══ ENTRIES

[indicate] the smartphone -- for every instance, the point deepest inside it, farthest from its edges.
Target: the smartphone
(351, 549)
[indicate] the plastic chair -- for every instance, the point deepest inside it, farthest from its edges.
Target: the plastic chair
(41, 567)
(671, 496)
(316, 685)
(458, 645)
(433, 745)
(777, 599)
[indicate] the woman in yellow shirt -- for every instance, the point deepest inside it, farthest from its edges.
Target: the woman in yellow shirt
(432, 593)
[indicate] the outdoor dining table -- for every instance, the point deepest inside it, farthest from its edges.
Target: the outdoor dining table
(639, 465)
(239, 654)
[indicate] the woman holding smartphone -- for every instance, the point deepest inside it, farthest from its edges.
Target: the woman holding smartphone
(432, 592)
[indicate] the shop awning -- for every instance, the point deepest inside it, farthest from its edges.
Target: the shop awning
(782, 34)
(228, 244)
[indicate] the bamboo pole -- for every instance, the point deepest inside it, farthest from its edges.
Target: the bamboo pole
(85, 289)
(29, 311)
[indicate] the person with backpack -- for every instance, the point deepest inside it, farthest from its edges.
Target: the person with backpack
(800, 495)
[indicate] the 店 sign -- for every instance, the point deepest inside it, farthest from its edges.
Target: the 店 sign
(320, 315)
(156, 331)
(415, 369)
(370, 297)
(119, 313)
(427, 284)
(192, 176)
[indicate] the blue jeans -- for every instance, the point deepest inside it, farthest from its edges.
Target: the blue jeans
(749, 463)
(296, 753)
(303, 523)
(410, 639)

════

TASK STATEMENT: Write out exactly the final stretch of the records: the line containing "[indicate] the plastic" and every line after it, through the last, and nothing else.

THE REPLY:
[indicate] the plastic chair -- for every instance, the point deepest inside it, farthest from its edges.
Target: the plastic chair
(41, 567)
(671, 496)
(316, 685)
(458, 645)
(433, 745)
(777, 599)
[indicate] the woman in yellow shirt -- for every instance, the point deepest inside it, farthest from its edges.
Target: the woman in yellow shirt
(432, 593)
[indicate] the outdoor dining table -- for every instance, the point deepest inside it, farthest from its edges.
Target: the outdoor dining table
(639, 465)
(239, 654)
[indicate] the woman holding smartphone -- for every instance, the point deepest inside it, farthest from its edges.
Target: the woman holding smartphone
(432, 592)
[indicate] the shop awning -- for every instance, the point deepest inside it, farthest from its edges.
Target: the shop awning
(782, 34)
(228, 244)
[indicate] the bamboo pole -- for every instance, the point deepest inside it, farthest from its edges.
Target: the bamboo pole
(85, 289)
(29, 311)
[indicate] the person with backpack -- for every instance, the point deepest inside it, farthest from its edges.
Target: the person with backpack
(800, 495)
[indicate] the 店 sign -- for every instance, the point deepest inside it, farthest from its edges.
Target: the 店 sign
(320, 315)
(156, 331)
(415, 369)
(370, 297)
(119, 313)
(427, 284)
(192, 176)
[indicate] the blue jeans -- for every instance, the point deepest inside it, farthest from its edges.
Target: the blue jeans
(749, 463)
(296, 753)
(303, 523)
(410, 639)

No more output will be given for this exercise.